# [COMPLETE THE FOLLOWING]
(1) In the forum post, what total price does the $600 gun end up with once all the fees and tax are added?
(2) Return the part of the forum post that begins at the words "I honestly don't" and ends after "no double FFLs.".

# [SUPPLIED TEXT]
····················

I honestly don't see why you'd do that though and not just buy online then. Say you buy a $600 gun in FL or NC. You're then going to pay about $42 in sales tax. Then you're going to get hit with, at a minimum $25 FFL fee from the shop where you bought it. Then you're going to pay, at the minimum again $25 to ship it to your FFL in CT. When you get home, you're going to have to pay your CT FFL the fee as well, so tack on another minimum $25. So now your $600 gun has a total price of $717. And that's a low ball figure as I've seen dealers have FFL fees as high as $50 and the shipping could be higher. Buy online, pay shipping (some places are free) and one FFL fee. No tax and no double FFLs.

····················

# [ENTRIES PROVIDED]
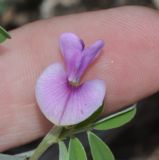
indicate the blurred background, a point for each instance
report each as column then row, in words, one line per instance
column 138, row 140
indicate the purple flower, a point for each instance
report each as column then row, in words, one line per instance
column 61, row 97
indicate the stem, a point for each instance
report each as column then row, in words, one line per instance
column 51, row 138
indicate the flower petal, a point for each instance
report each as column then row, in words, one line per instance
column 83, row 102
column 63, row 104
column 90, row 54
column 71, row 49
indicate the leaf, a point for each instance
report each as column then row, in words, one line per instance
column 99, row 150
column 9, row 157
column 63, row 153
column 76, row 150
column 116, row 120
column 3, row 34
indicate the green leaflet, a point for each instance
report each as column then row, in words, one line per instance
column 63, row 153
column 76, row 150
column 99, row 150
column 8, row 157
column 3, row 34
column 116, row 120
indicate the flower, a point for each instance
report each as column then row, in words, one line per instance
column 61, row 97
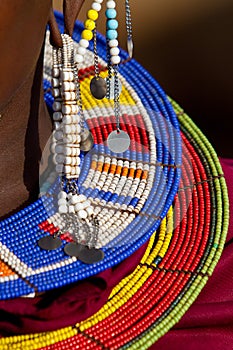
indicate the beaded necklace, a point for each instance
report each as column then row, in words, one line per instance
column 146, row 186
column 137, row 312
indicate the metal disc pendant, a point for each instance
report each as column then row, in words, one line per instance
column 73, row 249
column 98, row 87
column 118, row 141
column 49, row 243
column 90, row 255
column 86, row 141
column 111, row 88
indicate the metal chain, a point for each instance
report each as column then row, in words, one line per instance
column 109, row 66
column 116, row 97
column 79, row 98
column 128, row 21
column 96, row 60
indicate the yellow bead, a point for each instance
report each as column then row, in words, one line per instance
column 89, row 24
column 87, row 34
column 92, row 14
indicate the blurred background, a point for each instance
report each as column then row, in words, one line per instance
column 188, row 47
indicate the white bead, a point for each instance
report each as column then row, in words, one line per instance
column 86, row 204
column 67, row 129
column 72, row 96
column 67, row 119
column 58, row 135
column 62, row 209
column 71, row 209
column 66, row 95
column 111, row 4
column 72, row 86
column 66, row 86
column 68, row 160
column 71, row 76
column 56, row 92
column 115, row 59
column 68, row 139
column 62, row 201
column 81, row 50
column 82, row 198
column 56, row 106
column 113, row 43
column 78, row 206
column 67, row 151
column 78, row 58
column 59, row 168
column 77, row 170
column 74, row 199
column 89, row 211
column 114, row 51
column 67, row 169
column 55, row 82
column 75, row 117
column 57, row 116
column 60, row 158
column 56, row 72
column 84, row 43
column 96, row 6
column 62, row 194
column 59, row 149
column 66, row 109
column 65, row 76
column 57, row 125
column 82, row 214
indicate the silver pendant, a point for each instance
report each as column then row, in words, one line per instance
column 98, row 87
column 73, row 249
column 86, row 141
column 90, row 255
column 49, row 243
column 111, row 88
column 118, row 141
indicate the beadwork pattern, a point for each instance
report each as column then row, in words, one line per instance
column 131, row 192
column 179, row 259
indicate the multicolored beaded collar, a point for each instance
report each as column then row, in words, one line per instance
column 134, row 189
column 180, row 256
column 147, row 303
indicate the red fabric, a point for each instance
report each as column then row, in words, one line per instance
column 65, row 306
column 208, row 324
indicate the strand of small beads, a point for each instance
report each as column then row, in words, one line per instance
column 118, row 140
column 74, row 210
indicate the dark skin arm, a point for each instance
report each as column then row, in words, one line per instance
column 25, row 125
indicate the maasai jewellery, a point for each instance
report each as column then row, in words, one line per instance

····················

# [TASK-BY-TASK ANSWERS]
(1) $717

(2)
I honestly don't see why you'd do that though and not just buy online then. Say you buy a $600 gun in FL or NC. You're then going to pay about $42 in sales tax. Then you're going to get hit with, at a minimum $25 FFL fee from the shop where you bought it. Then you're going to pay, at the minimum again $25 to ship it to your FFL in CT. When you get home, you're going to have to pay your CT FFL the fee as well, so tack on another minimum $25. So now your $600 gun has a total price of $717. And that's a low ball figure as I've seen dealers have FFL fees as high as $50 and the shipping could be higher. Buy online, pay shipping (some places are free) and one FFL fee. No tax and no double FFLs.